• [OBJECTIVE A]: Pick out each line of the entries that holds the string "tree", and copy those lines in full.

##### EXCERPT TO READ #####

Single by Killswitch Engage

from the album This Consequence
- Released: January 23, 2025
- Genre: Melodic metalcore
- Length: 3:54
- Label: Metal Blade
- Songwriter: Killswitch Engage
- Producer: Adam Dutkiewicz

Killswitch Engage singles chronology
| "Forever Aligned" (2024) | "I Believe" (2025) | "Collusion" (2025) |

= I Believe (Killswitch Engage song) =

"I Believe" is a song by the American metalcore band Killswitch Engage. It was released as the second single from their ninth album, This Consequence on January 23, 2025. The song was accompanied with an official music video on its release. It is the bands first song to reach the top ten on the U.S. Mainstream Rock chart peaking at number 4.

== Background ==
The songs lyrics focus on faith and remaining optimistic that things will get better. During an interview with Kerrang! lead singer Jesse Leach described the songs meaning stating "I Believe is about undying hope," "During difficult times perspective is everything. Knowing deep down that 'this too shall pass' has been a beacon of light for me. I do believe there is meaning behind suffering. If we are able to push through difficult times and come out the other side, there is a renewed sense of purpose."

##### SUPPLIED MATERIAL #####

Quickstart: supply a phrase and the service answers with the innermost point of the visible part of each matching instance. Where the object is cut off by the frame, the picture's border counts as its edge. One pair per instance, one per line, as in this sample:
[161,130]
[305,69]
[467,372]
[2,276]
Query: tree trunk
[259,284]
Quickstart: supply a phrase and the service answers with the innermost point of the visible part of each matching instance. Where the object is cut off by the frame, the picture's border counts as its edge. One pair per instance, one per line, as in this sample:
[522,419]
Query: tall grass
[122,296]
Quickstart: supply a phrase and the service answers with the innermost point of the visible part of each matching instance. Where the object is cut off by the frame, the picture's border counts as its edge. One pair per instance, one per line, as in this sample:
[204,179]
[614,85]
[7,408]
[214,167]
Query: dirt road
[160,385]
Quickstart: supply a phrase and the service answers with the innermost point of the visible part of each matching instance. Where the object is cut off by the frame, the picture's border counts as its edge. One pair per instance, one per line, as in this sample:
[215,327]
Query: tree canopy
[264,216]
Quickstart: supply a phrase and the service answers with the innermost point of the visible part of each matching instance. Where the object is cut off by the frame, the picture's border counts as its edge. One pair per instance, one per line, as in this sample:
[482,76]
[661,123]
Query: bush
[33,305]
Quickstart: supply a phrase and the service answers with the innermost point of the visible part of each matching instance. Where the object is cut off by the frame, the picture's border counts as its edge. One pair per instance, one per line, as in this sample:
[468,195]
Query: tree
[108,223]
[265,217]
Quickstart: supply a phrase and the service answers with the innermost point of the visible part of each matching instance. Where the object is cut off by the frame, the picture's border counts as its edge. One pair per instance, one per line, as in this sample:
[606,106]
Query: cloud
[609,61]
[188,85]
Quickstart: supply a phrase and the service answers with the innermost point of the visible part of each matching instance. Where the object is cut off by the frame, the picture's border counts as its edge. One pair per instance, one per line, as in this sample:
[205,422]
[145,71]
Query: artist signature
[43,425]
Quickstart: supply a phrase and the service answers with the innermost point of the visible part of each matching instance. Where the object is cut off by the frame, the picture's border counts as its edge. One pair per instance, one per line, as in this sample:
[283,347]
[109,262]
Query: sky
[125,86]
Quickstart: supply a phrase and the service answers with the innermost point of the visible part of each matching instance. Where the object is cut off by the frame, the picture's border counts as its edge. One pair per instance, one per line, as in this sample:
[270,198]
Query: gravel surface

#####

• [OBJECTIVE B]: In the article on the song "I Believe," translate this sentence into Spanish: "The song was accompanied with an official music video on its release."

• [REPLY A]:
Query: tree trunk
Query: tree canopy
Query: tree

• [REPLY B]: La canción estuvo acompañada de un video musical oficial en su lanzamiento.